## Work to complete
Repeat the material below from the line with "Task: point out the white cloth, placing" up to and including the line with "[[111, 120]]".

## Location identification entries

□ □ □ □ □

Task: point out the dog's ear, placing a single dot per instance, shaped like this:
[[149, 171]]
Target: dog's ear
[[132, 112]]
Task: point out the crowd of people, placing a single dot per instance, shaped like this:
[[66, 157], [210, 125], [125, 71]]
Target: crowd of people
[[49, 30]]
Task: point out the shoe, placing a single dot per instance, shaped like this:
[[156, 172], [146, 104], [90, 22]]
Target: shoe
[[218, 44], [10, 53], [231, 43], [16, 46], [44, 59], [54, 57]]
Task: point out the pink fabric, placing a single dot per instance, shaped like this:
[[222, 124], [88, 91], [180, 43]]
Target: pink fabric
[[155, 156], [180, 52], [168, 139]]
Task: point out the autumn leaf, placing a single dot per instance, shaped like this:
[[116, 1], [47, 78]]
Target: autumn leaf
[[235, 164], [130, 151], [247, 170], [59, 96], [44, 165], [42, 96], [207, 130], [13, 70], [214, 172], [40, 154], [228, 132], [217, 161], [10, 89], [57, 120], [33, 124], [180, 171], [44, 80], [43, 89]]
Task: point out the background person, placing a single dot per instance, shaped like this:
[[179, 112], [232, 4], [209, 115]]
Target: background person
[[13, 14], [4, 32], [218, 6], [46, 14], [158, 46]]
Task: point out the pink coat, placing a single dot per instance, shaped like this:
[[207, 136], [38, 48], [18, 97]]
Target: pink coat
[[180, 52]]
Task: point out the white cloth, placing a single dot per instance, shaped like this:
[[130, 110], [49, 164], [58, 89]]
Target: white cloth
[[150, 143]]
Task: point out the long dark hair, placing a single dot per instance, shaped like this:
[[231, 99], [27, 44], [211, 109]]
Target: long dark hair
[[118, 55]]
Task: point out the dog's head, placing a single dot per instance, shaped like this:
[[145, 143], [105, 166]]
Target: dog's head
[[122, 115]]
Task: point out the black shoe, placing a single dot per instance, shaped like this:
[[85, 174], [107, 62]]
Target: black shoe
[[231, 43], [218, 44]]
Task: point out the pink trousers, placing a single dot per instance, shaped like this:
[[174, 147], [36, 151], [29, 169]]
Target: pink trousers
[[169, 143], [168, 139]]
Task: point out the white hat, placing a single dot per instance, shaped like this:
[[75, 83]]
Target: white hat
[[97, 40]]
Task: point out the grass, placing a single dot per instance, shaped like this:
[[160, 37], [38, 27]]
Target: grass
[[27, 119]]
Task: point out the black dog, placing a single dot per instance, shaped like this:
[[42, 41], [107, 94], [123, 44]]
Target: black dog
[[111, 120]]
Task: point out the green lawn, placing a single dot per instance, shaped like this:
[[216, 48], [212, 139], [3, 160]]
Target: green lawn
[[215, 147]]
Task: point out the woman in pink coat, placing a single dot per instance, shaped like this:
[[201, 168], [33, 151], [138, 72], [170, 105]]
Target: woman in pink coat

□ □ □ □ □

## Response to the task
Task: point out the white cloth, placing a single dot per instance, shaped like this:
[[130, 110], [49, 164], [58, 89]]
Target: white cloth
[[150, 143]]
Task: point out the long dark hair, placing a single dot per instance, shaped like this:
[[231, 99], [27, 44], [211, 109]]
Target: long dark hair
[[118, 55]]
Task: point out the dog's head, placing a single dot per instance, shaped like this:
[[145, 143], [105, 166]]
Target: dog's head
[[122, 115]]
Task: point out the black shoe, placing a single dot per instance, shaped like this:
[[85, 174], [107, 62]]
Target: black shoe
[[231, 43], [218, 44]]
Task: point out the pink trousers, placing a single dot per instance, shaped like this:
[[174, 147], [36, 151], [29, 169]]
Target: pink trousers
[[169, 143], [168, 139]]
Task: point out the white hat, placing a single dot per instance, shaped like this:
[[75, 83]]
Target: white hat
[[97, 40]]
Task: point out the grass, placing a single dot per instance, shaped like this:
[[160, 37], [38, 27]]
Target: grass
[[27, 119]]
Task: point out the black dog, placing a single dot per instance, shaped like this:
[[42, 41], [107, 94], [123, 44]]
Target: black dog
[[111, 120]]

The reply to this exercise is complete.